'''

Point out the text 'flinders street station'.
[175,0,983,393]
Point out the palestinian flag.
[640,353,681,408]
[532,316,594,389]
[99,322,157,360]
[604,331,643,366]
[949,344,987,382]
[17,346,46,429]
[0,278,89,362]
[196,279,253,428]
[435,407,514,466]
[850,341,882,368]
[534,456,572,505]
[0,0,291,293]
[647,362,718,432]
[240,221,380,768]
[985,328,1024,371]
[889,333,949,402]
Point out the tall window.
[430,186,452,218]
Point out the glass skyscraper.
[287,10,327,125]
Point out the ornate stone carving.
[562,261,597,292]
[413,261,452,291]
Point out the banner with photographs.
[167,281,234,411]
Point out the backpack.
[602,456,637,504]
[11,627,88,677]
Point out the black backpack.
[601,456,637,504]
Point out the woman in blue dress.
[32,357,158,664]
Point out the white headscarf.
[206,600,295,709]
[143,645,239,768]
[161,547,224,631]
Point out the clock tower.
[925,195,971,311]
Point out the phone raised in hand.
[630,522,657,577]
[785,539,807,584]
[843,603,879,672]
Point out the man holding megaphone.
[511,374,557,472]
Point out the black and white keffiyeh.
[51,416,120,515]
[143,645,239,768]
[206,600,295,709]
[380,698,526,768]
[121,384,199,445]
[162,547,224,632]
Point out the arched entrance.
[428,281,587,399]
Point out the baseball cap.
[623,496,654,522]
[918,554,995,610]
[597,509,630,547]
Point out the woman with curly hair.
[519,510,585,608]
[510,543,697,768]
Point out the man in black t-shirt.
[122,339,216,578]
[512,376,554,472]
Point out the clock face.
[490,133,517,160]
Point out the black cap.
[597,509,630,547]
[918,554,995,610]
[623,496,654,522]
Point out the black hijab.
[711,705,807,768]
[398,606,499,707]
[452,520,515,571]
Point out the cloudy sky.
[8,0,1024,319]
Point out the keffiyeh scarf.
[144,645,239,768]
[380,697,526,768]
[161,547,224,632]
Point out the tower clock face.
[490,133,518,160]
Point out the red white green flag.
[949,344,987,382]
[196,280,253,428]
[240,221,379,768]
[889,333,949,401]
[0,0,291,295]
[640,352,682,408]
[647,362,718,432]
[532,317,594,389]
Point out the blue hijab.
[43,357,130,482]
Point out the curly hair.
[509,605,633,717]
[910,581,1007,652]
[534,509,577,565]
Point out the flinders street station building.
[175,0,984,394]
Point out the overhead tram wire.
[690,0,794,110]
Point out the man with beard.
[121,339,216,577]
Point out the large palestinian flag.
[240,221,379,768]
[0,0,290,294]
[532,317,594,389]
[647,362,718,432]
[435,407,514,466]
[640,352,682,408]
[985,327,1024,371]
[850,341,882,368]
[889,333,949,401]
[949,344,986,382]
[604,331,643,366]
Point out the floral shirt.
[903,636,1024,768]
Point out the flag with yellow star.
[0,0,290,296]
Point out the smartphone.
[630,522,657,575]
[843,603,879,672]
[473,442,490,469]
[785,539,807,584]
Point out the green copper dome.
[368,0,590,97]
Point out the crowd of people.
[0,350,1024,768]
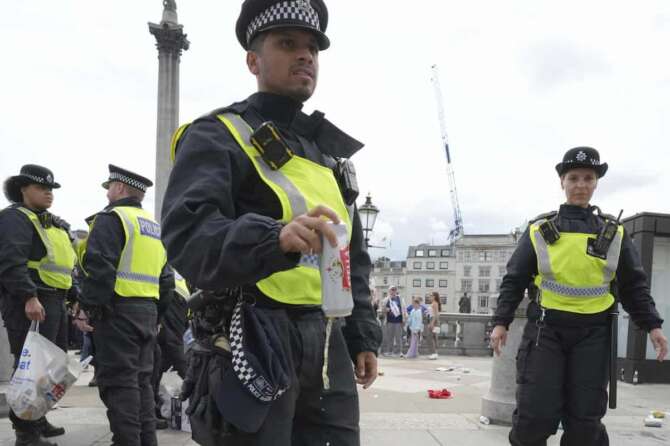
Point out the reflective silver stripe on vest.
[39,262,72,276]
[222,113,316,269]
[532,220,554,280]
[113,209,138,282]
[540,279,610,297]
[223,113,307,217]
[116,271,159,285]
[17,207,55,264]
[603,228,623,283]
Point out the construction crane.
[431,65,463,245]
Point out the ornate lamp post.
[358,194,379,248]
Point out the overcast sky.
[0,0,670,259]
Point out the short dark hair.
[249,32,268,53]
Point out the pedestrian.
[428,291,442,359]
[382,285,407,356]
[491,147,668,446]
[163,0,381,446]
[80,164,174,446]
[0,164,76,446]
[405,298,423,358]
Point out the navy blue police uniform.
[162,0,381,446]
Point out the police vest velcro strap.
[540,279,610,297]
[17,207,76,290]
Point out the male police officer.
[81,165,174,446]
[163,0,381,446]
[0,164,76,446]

'''
'''

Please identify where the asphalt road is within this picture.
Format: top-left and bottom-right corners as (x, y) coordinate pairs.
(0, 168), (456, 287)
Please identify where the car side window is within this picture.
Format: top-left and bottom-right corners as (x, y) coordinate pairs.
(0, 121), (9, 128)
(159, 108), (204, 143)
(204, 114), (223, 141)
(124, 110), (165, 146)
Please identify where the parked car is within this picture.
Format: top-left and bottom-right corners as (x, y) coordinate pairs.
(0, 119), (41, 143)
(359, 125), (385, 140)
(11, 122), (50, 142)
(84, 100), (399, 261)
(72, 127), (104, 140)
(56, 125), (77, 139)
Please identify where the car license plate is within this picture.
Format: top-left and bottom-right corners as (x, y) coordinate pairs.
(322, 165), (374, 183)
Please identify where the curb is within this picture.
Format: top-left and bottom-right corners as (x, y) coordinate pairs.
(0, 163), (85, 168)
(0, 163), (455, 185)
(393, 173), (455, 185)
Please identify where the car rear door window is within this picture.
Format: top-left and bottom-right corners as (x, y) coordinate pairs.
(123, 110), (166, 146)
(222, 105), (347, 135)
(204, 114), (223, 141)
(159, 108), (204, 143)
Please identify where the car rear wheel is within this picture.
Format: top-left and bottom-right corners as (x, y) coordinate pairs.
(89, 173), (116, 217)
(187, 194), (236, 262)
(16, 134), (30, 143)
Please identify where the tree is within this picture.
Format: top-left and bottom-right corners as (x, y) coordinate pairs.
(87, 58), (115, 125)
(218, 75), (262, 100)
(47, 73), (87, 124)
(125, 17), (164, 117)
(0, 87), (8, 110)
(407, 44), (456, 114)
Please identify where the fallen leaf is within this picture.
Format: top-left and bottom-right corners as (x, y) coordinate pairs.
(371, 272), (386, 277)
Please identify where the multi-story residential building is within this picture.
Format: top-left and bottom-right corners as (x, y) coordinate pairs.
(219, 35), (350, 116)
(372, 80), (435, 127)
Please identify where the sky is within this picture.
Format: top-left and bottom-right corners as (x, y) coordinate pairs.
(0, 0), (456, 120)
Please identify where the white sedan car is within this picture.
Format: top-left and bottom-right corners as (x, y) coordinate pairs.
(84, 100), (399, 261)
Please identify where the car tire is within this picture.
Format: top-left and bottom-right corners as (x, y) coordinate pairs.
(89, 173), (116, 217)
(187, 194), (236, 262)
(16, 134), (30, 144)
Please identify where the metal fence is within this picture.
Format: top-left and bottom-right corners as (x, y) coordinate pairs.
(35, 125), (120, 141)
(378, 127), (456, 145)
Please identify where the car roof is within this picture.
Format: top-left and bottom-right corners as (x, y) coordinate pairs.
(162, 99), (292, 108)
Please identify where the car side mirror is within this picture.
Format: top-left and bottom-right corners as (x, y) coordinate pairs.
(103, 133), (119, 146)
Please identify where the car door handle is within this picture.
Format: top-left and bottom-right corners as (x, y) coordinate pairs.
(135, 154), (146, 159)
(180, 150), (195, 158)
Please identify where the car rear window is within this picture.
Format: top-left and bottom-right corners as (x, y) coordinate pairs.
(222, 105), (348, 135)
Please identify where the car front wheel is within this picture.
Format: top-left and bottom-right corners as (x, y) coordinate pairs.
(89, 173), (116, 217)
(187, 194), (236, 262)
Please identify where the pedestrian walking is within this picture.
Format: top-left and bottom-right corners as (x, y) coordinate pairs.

'''

_WHAT YOU SHOULD DO_: Can you write out the items from the line with "Point out the clock face." up to and including the line with "[358,194,379,248]", swapping "smartphone" for "mobile phone" and changing nothing else? Leave the pictures out.

_THE REPLY_:
Point out the clock face.
[490,133,517,160]
Point out the black cap.
[597,509,630,547]
[918,554,995,610]
[623,496,654,522]
Point out the black hijab.
[711,705,807,768]
[398,606,499,707]
[452,520,515,571]
Point out the cloudy sky.
[8,0,1024,319]
Point out the keffiyeh scarf.
[144,645,239,768]
[380,697,526,768]
[161,547,224,632]
Point out the tower clock face.
[490,133,518,160]
Point out the red white green flag.
[949,344,987,382]
[196,280,253,428]
[240,221,379,768]
[889,333,949,401]
[0,0,291,295]
[640,352,682,408]
[647,362,718,432]
[532,317,594,389]
Point out the blue hijab.
[43,357,130,482]
Point out the curly hair.
[509,605,633,717]
[910,581,1007,652]
[534,509,577,565]
Point out the flinders street station building.
[175,0,984,394]
Point out the overhead tram wire.
[690,0,794,110]
Point out the man with beard.
[121,339,216,577]
Point out the large palestinian flag.
[240,221,379,768]
[0,0,290,294]
[532,317,594,389]
[647,362,718,432]
[435,407,514,466]
[640,352,682,408]
[985,327,1024,371]
[850,341,882,368]
[889,333,949,401]
[949,344,986,382]
[604,331,643,366]
Point out the floral shirt.
[903,636,1024,768]
Point out the flag with yellow star.
[0,0,290,296]
Point out the mobile phone.
[630,522,657,575]
[843,603,879,672]
[473,442,490,469]
[785,539,807,584]
Point out the green copper dome.
[368,0,590,97]
Point out the crowd of people.
[0,350,1024,768]
Point out the reflective silver stripe on vest.
[39,262,72,276]
[222,113,316,269]
[532,220,554,280]
[113,209,138,282]
[540,279,610,297]
[223,113,307,217]
[116,271,159,285]
[17,207,55,264]
[603,228,623,283]
Point out the construction crane.
[431,65,463,245]
Point out the ornate lamp post.
[358,194,379,248]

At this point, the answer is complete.